» Exercise
Copy every line of text in the listing below, scaling each pixel coordinate by 2.3 and rounding it to a whole number, with halves rounded up. Leave the pictures out of your copy.
** Start Dataset entries **
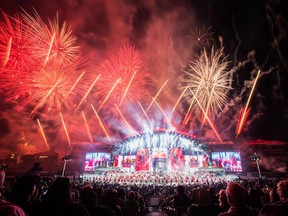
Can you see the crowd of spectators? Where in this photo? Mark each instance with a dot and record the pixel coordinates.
(35, 195)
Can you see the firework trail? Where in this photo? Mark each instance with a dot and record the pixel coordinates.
(208, 81)
(16, 57)
(40, 63)
(200, 37)
(53, 41)
(51, 88)
(134, 79)
(246, 110)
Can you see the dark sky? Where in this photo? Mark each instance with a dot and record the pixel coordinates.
(253, 34)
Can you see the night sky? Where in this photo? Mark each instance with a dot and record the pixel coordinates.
(252, 33)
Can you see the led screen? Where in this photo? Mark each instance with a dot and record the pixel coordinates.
(95, 160)
(230, 161)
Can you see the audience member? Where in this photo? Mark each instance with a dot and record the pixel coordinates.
(279, 208)
(237, 199)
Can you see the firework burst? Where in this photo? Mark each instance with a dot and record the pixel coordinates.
(16, 57)
(123, 79)
(200, 37)
(53, 41)
(208, 82)
(55, 87)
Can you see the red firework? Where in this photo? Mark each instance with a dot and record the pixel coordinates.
(16, 57)
(55, 87)
(40, 63)
(123, 78)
** End Dataset entries **
» Task solution
Can you see the crowd of spectators? Where in this photo? Mark each instance with a dot and record the pixel coordinates.
(81, 449)
Can you see the firework trail? Where in this photo? Mark each instance with a dot and record the pixel coordinates.
(478, 186)
(37, 131)
(92, 145)
(460, 85)
(122, 94)
(117, 202)
(308, 182)
(566, 253)
Can you see the dark sky? Where in this photo? Mark each instance with a dot and record the pixel coordinates.
(582, 78)
Can you see the night sky? Where in this photo? Mark each instance with a dot and record the pixel coordinates.
(580, 76)
Can you see the led screen? Where in this photo? Mark each instance with a dot and record the pixel coordinates.
(219, 368)
(529, 370)
Can you see the audience member? Where in this photo? Mark each instance with a dot and record the pixel coordinates.
(642, 478)
(545, 458)
Can you see the firework burst? Where in this photo? Mark each instance with a dot and record the pixel coordinates.
(37, 131)
(283, 182)
(460, 85)
(122, 94)
(478, 189)
(127, 200)
Can you see the red firework? Where in this photo? Mark each instance with a dot and record the pixel coordinates.
(37, 131)
(127, 200)
(92, 145)
(283, 179)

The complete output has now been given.